Extracted entries:
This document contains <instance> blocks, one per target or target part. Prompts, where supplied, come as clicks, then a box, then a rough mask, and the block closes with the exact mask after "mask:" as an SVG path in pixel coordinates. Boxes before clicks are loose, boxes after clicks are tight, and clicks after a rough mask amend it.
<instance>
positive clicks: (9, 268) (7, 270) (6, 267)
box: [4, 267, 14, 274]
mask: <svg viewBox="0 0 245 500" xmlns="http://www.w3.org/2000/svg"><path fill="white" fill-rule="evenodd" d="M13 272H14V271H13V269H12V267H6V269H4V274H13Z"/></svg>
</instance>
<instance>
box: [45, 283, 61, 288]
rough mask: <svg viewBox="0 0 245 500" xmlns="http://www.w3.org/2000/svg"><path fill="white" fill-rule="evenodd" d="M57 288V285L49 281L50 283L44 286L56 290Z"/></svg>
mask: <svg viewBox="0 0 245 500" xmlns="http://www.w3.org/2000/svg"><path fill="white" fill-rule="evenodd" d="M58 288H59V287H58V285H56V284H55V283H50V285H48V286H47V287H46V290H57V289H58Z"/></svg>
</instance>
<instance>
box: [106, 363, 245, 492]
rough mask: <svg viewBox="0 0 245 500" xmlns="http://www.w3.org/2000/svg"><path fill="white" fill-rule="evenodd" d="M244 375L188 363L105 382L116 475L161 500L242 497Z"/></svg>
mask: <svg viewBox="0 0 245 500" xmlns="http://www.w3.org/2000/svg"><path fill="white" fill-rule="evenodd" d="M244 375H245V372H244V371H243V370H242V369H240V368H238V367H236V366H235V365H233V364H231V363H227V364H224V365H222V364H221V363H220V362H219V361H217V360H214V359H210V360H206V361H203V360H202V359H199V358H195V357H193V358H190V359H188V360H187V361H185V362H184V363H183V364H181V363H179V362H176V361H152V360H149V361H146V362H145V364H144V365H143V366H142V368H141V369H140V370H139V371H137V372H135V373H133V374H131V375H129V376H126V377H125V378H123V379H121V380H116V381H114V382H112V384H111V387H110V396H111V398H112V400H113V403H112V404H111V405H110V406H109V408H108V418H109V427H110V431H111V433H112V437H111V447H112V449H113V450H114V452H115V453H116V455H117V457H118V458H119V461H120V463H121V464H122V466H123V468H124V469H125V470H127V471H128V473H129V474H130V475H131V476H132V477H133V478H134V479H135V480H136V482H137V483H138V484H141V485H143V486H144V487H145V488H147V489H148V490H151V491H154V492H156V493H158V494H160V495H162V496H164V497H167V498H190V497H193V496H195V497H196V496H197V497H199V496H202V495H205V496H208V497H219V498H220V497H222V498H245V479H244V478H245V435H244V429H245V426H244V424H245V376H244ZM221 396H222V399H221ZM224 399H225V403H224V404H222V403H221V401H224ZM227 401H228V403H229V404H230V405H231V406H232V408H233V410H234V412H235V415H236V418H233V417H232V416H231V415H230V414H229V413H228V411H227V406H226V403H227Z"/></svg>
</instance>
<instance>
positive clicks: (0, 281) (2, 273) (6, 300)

Problem to work on: Pick out every line in the items above that contains the word "rough", and copy each one in full.

Task solution:
This document contains <instance> blocks, one per target or target part. Prompts, where supplied, come as clicks, then a box, then a rough mask, and the block closes with the exact mask after "mask:" as an SVG path in pixel coordinates. Boxes before clicks are loose, boxes after clicks are tight, and clicks after a rough mask amend it.
rough mask: <svg viewBox="0 0 245 500" xmlns="http://www.w3.org/2000/svg"><path fill="white" fill-rule="evenodd" d="M57 288V285L49 281L50 283L44 286L56 290Z"/></svg>
rough mask: <svg viewBox="0 0 245 500" xmlns="http://www.w3.org/2000/svg"><path fill="white" fill-rule="evenodd" d="M244 375L188 363L105 382L116 475L161 500L242 497Z"/></svg>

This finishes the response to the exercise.